Start of Records supplied

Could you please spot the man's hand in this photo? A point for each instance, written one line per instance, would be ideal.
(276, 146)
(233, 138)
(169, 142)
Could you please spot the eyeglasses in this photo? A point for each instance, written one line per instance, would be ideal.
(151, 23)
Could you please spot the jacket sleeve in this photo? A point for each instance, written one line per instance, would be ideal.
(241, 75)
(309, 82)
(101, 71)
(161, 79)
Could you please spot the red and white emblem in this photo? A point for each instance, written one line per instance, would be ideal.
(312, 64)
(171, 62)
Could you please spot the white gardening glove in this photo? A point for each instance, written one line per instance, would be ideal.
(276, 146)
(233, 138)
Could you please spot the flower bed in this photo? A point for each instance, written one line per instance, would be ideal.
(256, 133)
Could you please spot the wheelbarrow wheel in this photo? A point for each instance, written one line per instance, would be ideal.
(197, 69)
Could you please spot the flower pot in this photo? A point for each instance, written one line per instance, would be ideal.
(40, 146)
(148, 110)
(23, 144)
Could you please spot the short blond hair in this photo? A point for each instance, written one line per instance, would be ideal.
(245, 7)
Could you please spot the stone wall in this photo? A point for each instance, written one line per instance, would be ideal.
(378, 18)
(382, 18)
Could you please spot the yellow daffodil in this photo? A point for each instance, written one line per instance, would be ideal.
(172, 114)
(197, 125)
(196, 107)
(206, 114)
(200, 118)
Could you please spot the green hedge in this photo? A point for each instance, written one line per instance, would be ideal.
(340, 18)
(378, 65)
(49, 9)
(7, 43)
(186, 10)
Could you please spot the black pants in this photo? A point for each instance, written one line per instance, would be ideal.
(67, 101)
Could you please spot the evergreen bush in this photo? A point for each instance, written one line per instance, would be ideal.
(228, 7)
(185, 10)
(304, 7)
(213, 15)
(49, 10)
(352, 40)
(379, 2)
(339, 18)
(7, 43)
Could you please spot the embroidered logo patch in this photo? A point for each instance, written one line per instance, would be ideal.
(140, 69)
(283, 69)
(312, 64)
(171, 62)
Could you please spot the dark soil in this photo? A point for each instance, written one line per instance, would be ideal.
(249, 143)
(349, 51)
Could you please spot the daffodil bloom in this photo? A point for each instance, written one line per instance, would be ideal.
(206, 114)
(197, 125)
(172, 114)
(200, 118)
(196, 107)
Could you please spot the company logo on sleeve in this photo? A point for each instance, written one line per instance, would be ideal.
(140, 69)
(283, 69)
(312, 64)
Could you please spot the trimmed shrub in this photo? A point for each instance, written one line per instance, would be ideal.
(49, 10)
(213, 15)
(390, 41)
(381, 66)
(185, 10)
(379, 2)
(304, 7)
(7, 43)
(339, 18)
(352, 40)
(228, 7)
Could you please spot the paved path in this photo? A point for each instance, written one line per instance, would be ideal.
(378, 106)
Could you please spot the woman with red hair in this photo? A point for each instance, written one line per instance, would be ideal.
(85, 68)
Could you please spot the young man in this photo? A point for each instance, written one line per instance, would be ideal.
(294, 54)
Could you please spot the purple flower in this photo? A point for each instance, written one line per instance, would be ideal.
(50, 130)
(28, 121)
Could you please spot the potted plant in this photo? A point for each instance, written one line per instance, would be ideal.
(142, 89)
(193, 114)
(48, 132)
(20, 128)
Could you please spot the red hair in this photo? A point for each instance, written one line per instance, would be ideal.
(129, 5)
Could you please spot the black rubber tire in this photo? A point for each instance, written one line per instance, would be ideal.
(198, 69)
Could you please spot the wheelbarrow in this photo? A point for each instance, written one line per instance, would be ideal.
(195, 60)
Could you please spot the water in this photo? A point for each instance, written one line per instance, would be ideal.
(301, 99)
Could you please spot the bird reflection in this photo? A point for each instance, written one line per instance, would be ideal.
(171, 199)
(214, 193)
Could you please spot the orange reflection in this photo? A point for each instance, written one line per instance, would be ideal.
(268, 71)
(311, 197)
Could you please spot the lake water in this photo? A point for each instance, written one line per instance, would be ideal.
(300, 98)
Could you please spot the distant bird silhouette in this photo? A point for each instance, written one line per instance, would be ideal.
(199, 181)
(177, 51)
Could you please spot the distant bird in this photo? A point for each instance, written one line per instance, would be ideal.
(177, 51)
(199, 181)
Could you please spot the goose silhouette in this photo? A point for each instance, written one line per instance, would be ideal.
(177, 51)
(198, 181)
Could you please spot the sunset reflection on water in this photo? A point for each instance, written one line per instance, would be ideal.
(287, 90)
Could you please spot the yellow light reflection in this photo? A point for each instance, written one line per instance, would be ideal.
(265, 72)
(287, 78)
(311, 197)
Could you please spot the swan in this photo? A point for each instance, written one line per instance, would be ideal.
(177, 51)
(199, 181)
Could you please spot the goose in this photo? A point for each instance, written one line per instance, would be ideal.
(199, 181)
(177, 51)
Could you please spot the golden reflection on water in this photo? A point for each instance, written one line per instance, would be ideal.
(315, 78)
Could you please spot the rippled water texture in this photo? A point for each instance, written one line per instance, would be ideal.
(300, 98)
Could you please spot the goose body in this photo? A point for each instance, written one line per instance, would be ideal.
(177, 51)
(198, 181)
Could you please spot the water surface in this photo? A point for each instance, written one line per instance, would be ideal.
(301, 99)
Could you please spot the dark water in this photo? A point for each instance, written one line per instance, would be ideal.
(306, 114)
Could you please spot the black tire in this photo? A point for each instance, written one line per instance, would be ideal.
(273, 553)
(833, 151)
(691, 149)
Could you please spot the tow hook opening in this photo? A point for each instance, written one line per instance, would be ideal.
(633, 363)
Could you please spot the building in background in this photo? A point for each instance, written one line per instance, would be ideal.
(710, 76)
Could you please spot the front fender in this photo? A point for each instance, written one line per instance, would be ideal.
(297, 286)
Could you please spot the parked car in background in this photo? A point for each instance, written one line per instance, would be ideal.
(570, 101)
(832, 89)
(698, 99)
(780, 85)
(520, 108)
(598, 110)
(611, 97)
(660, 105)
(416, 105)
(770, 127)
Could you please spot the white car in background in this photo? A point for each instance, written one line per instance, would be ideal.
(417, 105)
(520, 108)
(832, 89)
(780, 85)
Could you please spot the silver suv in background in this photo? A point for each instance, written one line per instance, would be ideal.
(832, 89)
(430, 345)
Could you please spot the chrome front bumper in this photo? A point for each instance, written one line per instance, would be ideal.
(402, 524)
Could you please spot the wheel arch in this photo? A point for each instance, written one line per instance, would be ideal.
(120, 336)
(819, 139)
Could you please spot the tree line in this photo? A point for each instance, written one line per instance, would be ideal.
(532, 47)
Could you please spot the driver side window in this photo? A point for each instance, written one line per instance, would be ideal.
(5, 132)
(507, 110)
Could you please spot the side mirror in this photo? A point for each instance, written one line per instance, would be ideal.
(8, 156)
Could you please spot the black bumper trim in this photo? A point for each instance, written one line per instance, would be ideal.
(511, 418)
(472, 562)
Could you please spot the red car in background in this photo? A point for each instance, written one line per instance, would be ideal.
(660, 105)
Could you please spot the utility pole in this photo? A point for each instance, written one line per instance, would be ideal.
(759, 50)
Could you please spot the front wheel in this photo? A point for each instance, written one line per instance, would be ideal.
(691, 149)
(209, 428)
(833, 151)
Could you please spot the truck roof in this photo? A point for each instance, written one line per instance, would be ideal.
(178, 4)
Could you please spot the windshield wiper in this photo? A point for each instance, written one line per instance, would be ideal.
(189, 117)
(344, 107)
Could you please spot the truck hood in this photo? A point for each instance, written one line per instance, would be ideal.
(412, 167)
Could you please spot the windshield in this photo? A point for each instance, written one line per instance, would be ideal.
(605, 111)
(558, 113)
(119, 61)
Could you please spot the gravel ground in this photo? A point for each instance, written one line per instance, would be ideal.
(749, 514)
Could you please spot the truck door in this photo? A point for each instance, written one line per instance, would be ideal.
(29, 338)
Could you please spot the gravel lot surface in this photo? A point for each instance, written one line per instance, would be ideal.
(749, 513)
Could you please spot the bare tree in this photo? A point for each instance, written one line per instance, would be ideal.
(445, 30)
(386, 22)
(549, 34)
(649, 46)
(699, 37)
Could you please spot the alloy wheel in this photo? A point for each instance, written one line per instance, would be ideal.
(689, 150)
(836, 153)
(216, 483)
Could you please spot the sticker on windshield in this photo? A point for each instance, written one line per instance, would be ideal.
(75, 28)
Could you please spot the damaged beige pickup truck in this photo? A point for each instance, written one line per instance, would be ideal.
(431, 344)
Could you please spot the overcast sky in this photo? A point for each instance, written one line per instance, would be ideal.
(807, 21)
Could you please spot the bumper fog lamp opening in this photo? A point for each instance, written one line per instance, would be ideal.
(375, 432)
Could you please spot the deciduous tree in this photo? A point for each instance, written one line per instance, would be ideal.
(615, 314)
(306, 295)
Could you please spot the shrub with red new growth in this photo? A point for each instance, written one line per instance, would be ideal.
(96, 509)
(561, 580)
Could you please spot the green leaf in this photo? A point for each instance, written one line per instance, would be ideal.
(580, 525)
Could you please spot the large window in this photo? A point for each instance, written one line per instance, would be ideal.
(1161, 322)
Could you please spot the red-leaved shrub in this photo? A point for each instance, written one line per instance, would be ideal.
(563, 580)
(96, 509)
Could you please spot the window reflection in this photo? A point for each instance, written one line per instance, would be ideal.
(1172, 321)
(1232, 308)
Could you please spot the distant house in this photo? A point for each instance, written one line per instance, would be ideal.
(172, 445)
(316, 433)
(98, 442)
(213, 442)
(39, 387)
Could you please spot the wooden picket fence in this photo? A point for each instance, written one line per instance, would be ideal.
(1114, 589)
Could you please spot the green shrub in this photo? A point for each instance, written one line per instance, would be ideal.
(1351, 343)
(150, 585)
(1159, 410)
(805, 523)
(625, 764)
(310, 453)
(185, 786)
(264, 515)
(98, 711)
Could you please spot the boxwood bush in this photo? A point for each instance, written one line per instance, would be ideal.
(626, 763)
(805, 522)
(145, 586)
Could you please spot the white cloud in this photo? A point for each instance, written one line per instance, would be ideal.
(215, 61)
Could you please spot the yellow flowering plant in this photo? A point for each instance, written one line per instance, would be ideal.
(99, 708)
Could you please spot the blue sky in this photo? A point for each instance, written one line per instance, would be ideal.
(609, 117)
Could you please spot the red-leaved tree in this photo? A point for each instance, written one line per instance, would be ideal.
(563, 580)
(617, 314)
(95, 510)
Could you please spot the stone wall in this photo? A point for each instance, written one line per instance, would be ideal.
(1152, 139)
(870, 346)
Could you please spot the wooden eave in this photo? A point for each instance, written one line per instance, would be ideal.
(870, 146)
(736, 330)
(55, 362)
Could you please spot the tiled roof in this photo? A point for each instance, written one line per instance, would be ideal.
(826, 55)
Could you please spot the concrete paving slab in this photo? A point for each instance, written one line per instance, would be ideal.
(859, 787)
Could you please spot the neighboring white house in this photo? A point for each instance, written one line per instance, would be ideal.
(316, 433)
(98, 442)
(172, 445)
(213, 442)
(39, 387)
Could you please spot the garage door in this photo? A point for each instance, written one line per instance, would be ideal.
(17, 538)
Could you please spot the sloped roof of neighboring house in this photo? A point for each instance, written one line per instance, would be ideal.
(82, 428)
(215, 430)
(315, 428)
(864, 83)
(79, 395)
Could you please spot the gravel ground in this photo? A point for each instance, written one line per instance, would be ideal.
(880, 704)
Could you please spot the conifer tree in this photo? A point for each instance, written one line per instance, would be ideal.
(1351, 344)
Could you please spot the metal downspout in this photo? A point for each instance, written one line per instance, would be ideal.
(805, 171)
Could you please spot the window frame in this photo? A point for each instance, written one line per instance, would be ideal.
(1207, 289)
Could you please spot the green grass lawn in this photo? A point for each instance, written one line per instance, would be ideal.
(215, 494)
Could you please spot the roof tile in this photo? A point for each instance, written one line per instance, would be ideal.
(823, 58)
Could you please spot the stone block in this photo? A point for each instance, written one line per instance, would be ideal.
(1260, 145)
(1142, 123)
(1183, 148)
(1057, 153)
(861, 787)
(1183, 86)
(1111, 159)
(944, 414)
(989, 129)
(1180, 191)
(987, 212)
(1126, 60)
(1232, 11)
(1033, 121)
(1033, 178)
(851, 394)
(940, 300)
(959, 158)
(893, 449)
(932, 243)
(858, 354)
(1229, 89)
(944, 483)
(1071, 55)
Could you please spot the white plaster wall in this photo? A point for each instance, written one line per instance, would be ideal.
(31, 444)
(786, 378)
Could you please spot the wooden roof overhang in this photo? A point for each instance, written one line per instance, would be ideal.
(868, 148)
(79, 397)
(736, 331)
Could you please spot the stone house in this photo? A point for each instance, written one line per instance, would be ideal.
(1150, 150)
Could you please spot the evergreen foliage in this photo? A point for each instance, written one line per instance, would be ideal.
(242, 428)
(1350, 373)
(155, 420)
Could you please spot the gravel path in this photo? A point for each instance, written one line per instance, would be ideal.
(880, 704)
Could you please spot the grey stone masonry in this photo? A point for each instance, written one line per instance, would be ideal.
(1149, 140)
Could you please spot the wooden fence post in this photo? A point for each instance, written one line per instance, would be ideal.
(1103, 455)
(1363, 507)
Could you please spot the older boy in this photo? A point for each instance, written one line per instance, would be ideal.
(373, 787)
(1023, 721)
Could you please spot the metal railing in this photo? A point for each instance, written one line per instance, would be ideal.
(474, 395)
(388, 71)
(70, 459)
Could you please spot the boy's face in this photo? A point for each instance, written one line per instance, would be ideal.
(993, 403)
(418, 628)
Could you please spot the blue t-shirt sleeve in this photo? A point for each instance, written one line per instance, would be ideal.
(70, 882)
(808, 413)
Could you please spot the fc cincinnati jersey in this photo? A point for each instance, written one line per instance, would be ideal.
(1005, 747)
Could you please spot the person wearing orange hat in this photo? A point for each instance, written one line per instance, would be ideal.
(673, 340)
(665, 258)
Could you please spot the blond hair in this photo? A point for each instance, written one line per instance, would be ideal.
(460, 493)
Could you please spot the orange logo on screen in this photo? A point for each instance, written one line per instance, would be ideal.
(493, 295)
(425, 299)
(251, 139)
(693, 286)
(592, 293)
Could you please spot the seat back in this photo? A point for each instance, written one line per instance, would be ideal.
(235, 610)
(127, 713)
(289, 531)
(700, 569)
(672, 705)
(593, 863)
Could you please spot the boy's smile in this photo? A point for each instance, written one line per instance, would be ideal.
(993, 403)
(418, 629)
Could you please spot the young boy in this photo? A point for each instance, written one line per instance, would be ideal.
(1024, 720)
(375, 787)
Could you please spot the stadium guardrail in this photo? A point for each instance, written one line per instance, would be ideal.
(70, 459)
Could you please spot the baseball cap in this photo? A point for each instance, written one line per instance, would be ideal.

End of Records supplied

■ Short task: Reproduce, without any change, the part of the items above that opens with the line containing "Could you please spot the damaged" and closes with the line containing "(1232, 308)", including both of those lines.

■ Task result:
Could you please spot the damaged beige pickup truck in this photo? A point for each instance, written one line per instance, would be ideal.
(431, 344)
Could you please spot the overcast sky in this photo? A point for each instance, written one line per instance, would be ideal.
(807, 21)
Could you please spot the bumper fog lamp opening in this photo? A point for each instance, written one line per instance, would be ideal.
(375, 432)
Could you please spot the deciduous tree in this photo? A point for each instance, written one line per instance, would be ideal.
(615, 314)
(306, 295)
Could you please spot the shrub with red new growth in this photo? A point for each instance, written one line per instance, would be ideal.
(96, 509)
(561, 580)
Could you please spot the green leaf in this photo? A point for each instance, written one line per instance, would be ideal.
(580, 525)
Could you please spot the large window in this photo? A point for each instance, written one line per instance, would be ideal.
(1161, 322)
Could you please spot the red-leaved shrub in this photo? A point for each instance, written one line per instance, would be ideal.
(563, 580)
(96, 509)
Could you please spot the window reflection in this photo? A point for each instance, written one line per instance, would be ideal.
(1172, 321)
(1232, 308)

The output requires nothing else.